• **DESCRIPTION OF THE TASK**
Start to finish, return the listing exactly as written.

• **GIVEN INFORMATION**

┌──

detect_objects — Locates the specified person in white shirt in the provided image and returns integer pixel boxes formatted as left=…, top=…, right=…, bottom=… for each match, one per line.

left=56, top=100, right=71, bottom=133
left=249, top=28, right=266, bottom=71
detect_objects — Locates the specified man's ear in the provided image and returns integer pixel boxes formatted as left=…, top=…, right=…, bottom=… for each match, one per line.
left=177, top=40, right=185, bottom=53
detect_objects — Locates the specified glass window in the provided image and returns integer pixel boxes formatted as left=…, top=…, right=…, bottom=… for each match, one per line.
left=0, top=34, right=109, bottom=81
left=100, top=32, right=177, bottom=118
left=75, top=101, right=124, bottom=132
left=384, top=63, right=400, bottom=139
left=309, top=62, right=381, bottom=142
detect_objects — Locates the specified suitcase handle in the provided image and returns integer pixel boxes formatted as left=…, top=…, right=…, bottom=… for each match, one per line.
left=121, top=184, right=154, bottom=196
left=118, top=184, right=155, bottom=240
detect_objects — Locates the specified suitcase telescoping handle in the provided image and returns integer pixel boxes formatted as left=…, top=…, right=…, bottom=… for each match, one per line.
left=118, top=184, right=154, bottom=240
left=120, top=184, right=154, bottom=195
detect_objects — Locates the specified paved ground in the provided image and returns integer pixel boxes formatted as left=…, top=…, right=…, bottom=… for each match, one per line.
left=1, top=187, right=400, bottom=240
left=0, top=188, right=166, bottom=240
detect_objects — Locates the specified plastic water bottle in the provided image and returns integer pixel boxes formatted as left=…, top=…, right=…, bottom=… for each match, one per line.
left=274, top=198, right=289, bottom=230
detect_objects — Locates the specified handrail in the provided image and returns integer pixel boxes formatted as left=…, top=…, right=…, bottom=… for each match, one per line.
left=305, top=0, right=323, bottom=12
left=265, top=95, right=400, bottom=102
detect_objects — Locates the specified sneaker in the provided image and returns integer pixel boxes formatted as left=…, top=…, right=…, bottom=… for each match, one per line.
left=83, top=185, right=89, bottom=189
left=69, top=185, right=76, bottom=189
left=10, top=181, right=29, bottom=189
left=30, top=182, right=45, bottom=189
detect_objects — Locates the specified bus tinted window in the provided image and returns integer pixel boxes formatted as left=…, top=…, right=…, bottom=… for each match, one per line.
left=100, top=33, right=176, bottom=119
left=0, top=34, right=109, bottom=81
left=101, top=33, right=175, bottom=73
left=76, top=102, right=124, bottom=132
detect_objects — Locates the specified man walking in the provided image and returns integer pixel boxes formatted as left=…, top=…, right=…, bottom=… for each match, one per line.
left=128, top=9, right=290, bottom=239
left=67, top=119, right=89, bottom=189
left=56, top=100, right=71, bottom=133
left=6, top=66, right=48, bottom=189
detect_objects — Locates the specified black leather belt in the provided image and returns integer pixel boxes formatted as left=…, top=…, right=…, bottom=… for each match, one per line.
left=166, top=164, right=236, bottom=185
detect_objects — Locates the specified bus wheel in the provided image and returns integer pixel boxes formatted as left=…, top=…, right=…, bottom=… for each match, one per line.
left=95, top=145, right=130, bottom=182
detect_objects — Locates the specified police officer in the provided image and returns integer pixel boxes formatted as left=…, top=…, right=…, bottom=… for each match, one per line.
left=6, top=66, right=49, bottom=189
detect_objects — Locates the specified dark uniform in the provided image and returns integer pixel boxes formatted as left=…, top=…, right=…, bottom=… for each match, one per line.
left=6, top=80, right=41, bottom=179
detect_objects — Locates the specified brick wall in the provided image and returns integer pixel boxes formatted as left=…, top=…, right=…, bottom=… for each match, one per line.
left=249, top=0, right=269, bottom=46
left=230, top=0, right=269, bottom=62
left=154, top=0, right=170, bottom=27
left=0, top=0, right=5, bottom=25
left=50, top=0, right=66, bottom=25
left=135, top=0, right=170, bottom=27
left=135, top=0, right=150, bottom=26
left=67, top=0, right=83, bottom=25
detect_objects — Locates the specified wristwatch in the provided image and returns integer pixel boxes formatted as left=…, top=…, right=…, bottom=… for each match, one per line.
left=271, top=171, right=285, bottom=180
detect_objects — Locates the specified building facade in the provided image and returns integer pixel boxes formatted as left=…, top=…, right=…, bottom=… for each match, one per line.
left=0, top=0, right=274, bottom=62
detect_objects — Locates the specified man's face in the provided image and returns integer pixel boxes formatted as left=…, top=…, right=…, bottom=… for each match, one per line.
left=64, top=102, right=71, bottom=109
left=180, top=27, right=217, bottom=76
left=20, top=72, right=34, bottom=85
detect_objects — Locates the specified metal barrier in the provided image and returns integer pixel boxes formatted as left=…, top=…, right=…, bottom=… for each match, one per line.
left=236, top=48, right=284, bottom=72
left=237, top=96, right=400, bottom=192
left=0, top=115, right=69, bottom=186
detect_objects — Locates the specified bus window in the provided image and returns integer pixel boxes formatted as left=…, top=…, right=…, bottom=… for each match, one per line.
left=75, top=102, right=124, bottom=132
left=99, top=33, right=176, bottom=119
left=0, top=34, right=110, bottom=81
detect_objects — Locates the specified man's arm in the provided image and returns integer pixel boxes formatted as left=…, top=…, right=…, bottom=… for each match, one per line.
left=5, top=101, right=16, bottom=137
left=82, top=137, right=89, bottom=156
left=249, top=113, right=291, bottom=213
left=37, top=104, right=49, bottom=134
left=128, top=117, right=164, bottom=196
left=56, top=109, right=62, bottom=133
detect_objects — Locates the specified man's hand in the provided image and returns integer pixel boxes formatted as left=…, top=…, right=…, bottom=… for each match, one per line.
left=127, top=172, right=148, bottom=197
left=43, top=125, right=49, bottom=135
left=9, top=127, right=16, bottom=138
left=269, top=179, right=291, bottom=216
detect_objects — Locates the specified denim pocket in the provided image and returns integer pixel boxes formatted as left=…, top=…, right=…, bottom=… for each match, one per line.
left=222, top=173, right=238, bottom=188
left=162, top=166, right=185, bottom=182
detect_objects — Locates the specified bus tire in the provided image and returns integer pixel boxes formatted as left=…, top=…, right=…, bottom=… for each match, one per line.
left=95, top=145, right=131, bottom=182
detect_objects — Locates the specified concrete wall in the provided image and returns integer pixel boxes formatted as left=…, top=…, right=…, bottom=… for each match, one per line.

└──

• **EXPECTED ANSWER**
detect_objects — Locates the specified person in white shirt in the provided image and returns integer pixel boxes formatted as left=…, top=…, right=…, bottom=… for each match, one per line.

left=56, top=100, right=71, bottom=133
left=249, top=28, right=266, bottom=71
detect_objects — Locates the specified man's ear in the provided image and returns integer pixel boxes formatted as left=…, top=…, right=…, bottom=… for each match, one per line.
left=177, top=40, right=185, bottom=53
detect_objects — Locates the specified glass window in the provided image and returns integer pixel boxes formatted as left=…, top=…, right=…, bottom=… for each match, one per line.
left=0, top=34, right=109, bottom=81
left=100, top=32, right=177, bottom=118
left=75, top=101, right=124, bottom=132
left=384, top=63, right=400, bottom=139
left=309, top=62, right=381, bottom=142
detect_objects — Locates the specified suitcase handle in the provided image and returns integer pixel boxes formatted as left=…, top=…, right=…, bottom=… for each match, one per line.
left=121, top=184, right=154, bottom=196
left=118, top=184, right=155, bottom=240
detect_objects — Locates the specified suitcase telescoping handle in the provided image and returns integer pixel boxes formatted as left=…, top=…, right=…, bottom=… for each match, one per line.
left=118, top=184, right=154, bottom=240
left=120, top=184, right=154, bottom=195
detect_objects — Locates the specified paved ground in the provided image and returns integer pixel boxes formatted as left=…, top=…, right=…, bottom=… for each match, one per line.
left=1, top=187, right=400, bottom=240
left=0, top=188, right=166, bottom=240
detect_objects — Locates the specified plastic water bottle in the provided image and returns integer pixel boxes formatted as left=…, top=…, right=…, bottom=… for each match, one per line.
left=274, top=198, right=289, bottom=230
detect_objects — Locates the specified handrail in the provided image and returns integer pixel boxes formatted as left=…, top=…, right=…, bottom=… for each match, one per line.
left=305, top=0, right=323, bottom=12
left=265, top=95, right=400, bottom=102
detect_objects — Locates the specified sneaker in the provided image and returns integer pixel boxes formatted as left=…, top=…, right=…, bottom=… for each match, one per line.
left=83, top=185, right=89, bottom=189
left=69, top=185, right=76, bottom=189
left=10, top=181, right=29, bottom=189
left=30, top=182, right=45, bottom=189
detect_objects — Locates the specified bus tinted window in the provided image and returns integer pixel boxes formatted as left=…, top=…, right=…, bottom=… for each match, one per line.
left=100, top=33, right=176, bottom=119
left=0, top=34, right=109, bottom=81
left=101, top=33, right=175, bottom=73
left=76, top=102, right=124, bottom=132
detect_objects — Locates the specified man walking in the provided image and returns integer pixel boxes formatted as left=…, top=…, right=…, bottom=… for each match, one per line.
left=128, top=9, right=290, bottom=239
left=67, top=119, right=89, bottom=189
left=56, top=100, right=71, bottom=133
left=6, top=66, right=48, bottom=189
detect_objects — Locates the specified black leather belt in the provided image and returns integer pixel boxes formatted as left=…, top=…, right=…, bottom=… for each match, one per line.
left=166, top=164, right=236, bottom=185
detect_objects — Locates the specified bus wheel in the provided image and returns integer pixel boxes formatted as left=…, top=…, right=…, bottom=… for each match, one per line.
left=95, top=145, right=130, bottom=182
detect_objects — Locates the specified police officer in the provided image and returns integer pixel boxes formatted as left=…, top=…, right=…, bottom=… for each match, one per line.
left=6, top=66, right=49, bottom=189
detect_objects — Locates the specified dark uniform in the provided image and returns integer pixel boxes formatted as left=…, top=…, right=…, bottom=… for each match, one per line.
left=6, top=80, right=41, bottom=179
detect_objects — Locates the specified brick wall in the provided image and returns integer pixel boxes formatted as left=…, top=…, right=…, bottom=… for each match, one per line.
left=249, top=0, right=269, bottom=46
left=230, top=0, right=269, bottom=62
left=154, top=0, right=170, bottom=27
left=0, top=0, right=5, bottom=25
left=50, top=0, right=66, bottom=25
left=135, top=0, right=170, bottom=27
left=135, top=0, right=150, bottom=26
left=67, top=0, right=83, bottom=25
detect_objects — Locates the specified wristwatch in the provided image and returns integer pixel boxes formatted as left=…, top=…, right=…, bottom=… for each match, one per line.
left=271, top=171, right=285, bottom=180
detect_objects — Locates the specified building facade in the provided image and returns integer pixel boxes formatted as left=…, top=…, right=…, bottom=… for each match, one per line.
left=0, top=0, right=274, bottom=62
detect_objects — Locates the specified man's face in the provided image and returns integer pixel boxes formatted as left=…, top=…, right=…, bottom=… for each match, one per line.
left=64, top=102, right=71, bottom=109
left=180, top=27, right=217, bottom=76
left=20, top=72, right=34, bottom=85
detect_objects — Locates the specified metal barrier in the provided image and returns integer pixel boxes formatted as left=…, top=…, right=…, bottom=… for each match, one per line.
left=236, top=48, right=284, bottom=72
left=237, top=96, right=400, bottom=192
left=0, top=115, right=69, bottom=186
detect_objects — Locates the specified bus window in the provided image and returns integer pixel boxes formatted as left=…, top=…, right=…, bottom=… for each match, one per line.
left=75, top=102, right=124, bottom=132
left=99, top=33, right=176, bottom=119
left=0, top=34, right=110, bottom=81
detect_objects — Locates the specified man's arm in the provided image and returns integer pixel boxes formatted as left=…, top=…, right=…, bottom=… for each match, one per line.
left=5, top=101, right=16, bottom=137
left=82, top=137, right=89, bottom=156
left=249, top=113, right=291, bottom=213
left=37, top=104, right=49, bottom=134
left=128, top=117, right=164, bottom=196
left=56, top=109, right=62, bottom=133
detect_objects — Locates the specified man's hand in the provided image and returns integer pixel boxes formatted as left=…, top=…, right=…, bottom=… for each match, one per line.
left=127, top=172, right=148, bottom=197
left=43, top=125, right=49, bottom=135
left=9, top=127, right=16, bottom=138
left=269, top=179, right=291, bottom=216
detect_objects — Locates the specified denim pocket in the provided image and returns integer pixel boxes formatted as left=…, top=…, right=…, bottom=… for each match, one per line.
left=222, top=173, right=238, bottom=188
left=162, top=166, right=185, bottom=182
detect_objects — Locates the specified bus tire in the provided image and returns integer pixel boxes formatted as left=…, top=…, right=…, bottom=… for each match, one per line.
left=95, top=145, right=131, bottom=182
detect_objects — Locates the specified concrete wall in the provided image and returns integer pixel boxes formatted as left=…, top=…, right=…, bottom=… for each match, one per line.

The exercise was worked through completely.